---------- MATERIAL SUPPLIED ----------

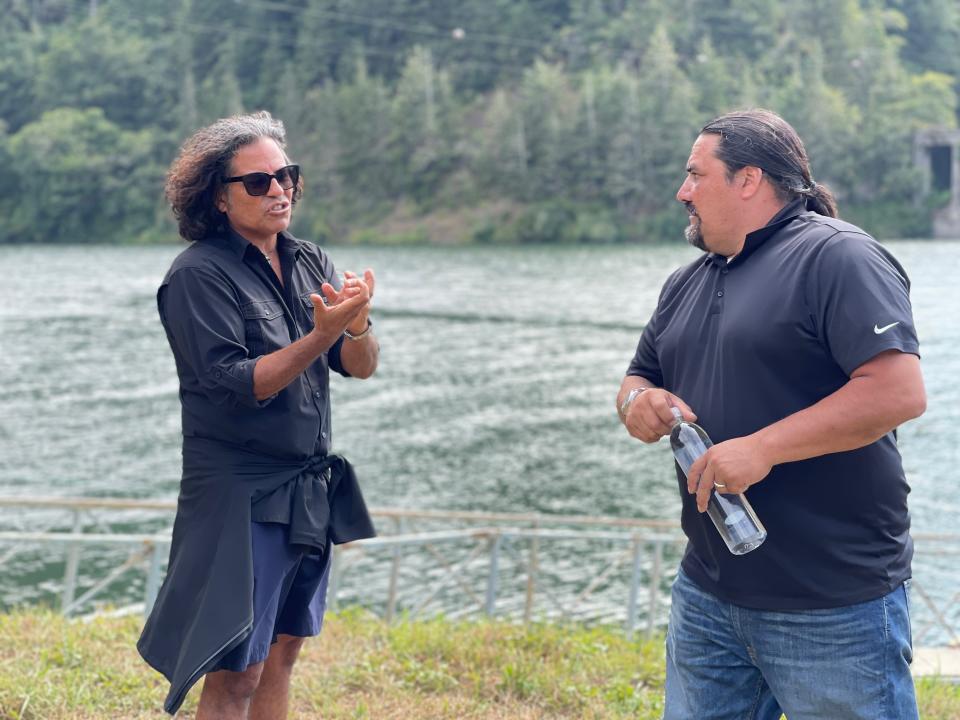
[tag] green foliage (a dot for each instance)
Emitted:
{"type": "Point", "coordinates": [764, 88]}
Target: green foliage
{"type": "Point", "coordinates": [582, 112]}
{"type": "Point", "coordinates": [74, 176]}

----------

Reproduce the listing above line for line, without any changes, and leave out the pictures.

▸ **RESULT**:
[tag] green foliage (a dot for each instance)
Emitted:
{"type": "Point", "coordinates": [764, 88]}
Target: green foliage
{"type": "Point", "coordinates": [582, 112]}
{"type": "Point", "coordinates": [74, 176]}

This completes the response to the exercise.